TASKS TO COMPLETE >>
• A. According to the killer whale article, what is NOAA Fisheries' Potential Biological Removal estimate for the Eastern North Pacific Alaska Resident killer whale stock?
• B. Retype the part of the killer whale article between "NOAA Fisheries releases" and "commercial trawling gear.", inclusive.

PAGE EXCERPT >>
NOAA Fisheries releases causes of death of 10 killer whales in Alaska

A photo of killer whales.

NOAA Fisheries has released more information from its investigation of the death of 10 killer whales off the coast of Alaska, as well as the serious injury of an eleventh whale.

“Given the high level of incidental catches of killer whales in 2023, we knew it was important to move as quickly as possible to better understand whether these incidental takes pose a conservation concern to any of the potentially affected killer whale stocks,” Alaska Fisheries Science Center Director Robert Foy said. “As a result, we expedited processing and some procedures to complete genetic analysis as samples were received to provide some preliminary information on stock-specific impacts of these mortalities.”

All but one of the whales was caught up in commercial trawling gear.

“The number of incidental takes is higher than previous years,” NOAA Fisheries explained. “However, it is still below the annual level that would pose a risk to the long-term health for any of the three killer whale stocks found in the region where the incidental takes occurred.”

NOAA Fisheries’ “Potential Biological Removal” estimate, a calculation of the maximum number of animals that can be removed while maintaining the optimum sustainable populations, for the Eastern North Pacific Alaska Resident killer whale is 19 whales. All eight of the whales that observers were able to collect biological samples from were from the Eastern North Pacific Alaska Resident killer whale stock.

Most of the killer whales were caught by commercial fishing vessels using non-pelagic trawl gear targeting flatfish. Six of the whales were killed by the fishing gear, while two were dead prior to being caught. A ninth whale was seriously injured but released alive.

EXCERPTED RECORDS >>

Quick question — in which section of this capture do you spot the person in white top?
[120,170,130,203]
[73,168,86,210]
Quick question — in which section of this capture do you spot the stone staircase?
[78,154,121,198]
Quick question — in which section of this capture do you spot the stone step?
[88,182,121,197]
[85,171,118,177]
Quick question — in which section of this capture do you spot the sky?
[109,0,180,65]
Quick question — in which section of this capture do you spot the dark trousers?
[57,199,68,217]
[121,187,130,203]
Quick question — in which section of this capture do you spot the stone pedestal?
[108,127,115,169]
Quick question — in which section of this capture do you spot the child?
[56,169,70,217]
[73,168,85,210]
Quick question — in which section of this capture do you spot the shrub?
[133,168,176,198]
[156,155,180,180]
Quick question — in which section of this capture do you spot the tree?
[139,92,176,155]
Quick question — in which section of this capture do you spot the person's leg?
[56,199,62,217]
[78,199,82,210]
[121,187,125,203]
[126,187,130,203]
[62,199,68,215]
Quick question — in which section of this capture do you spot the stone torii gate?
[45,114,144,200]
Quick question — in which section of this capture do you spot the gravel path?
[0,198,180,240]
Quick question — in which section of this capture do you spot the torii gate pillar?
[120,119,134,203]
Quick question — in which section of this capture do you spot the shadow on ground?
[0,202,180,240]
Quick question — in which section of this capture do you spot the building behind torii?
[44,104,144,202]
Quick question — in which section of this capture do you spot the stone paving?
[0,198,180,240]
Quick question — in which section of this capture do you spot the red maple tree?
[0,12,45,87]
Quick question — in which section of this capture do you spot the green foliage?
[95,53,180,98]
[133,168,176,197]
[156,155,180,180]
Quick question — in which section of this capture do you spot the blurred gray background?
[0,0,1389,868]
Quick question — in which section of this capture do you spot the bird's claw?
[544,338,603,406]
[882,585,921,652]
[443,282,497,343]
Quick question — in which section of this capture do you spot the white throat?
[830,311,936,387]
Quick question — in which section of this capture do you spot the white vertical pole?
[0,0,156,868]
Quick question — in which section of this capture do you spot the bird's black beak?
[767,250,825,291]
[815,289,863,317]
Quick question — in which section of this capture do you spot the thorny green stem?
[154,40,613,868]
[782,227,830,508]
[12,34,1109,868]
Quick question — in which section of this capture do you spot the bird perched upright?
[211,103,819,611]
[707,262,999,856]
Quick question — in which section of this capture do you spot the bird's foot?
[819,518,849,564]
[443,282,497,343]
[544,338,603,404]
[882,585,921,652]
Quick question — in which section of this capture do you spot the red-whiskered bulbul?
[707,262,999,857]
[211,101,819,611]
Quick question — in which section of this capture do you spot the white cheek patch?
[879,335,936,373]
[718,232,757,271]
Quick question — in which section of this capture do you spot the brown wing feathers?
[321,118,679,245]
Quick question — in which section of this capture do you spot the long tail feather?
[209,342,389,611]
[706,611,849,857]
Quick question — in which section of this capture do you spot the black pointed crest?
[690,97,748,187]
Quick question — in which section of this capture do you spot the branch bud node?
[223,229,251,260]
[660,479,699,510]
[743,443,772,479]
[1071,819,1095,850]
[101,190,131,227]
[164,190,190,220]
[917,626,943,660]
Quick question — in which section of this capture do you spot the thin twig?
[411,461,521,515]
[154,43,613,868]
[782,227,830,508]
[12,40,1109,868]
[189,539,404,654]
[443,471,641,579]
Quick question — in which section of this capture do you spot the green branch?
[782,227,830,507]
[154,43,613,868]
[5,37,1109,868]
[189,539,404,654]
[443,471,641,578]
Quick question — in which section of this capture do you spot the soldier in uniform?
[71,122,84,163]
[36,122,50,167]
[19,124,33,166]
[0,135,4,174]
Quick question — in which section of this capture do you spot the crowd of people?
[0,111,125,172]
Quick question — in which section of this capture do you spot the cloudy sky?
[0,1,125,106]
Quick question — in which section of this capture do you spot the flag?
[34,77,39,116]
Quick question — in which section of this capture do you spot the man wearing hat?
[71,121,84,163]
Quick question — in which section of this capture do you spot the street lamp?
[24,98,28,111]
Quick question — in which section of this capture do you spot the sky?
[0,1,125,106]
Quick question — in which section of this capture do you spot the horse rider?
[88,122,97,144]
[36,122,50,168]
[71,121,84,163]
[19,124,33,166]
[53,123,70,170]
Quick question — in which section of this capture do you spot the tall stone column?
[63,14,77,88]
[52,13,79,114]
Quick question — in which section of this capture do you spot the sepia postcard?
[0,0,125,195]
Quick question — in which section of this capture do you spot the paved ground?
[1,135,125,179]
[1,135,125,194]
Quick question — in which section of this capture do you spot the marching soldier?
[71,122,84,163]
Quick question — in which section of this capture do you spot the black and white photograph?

ANSWERS TO THE EXERCISES >>
• A. 19 whales.

• B.
NOAA Fisheries releases causes of death of 10 killer whales in Alaska

A photo of killer whales.

NOAA Fisheries has released more information from its investigation of the death of 10 killer whales off the coast of Alaska, as well as the serious injury of an eleventh whale.

“Given the high level of incidental catches of killer whales in 2023, we knew it was important to move as quickly as possible to better understand whether these incidental takes pose a conservation concern to any of the potentially affected killer whale stocks,” Alaska Fisheries Science Center Director Robert Foy said. “As a result, we expedited processing and some procedures to complete genetic analysis as samples were received to provide some preliminary information on stock-specific impacts of these mortalities.”

All but one of the whales was caught up in commercial trawling gear.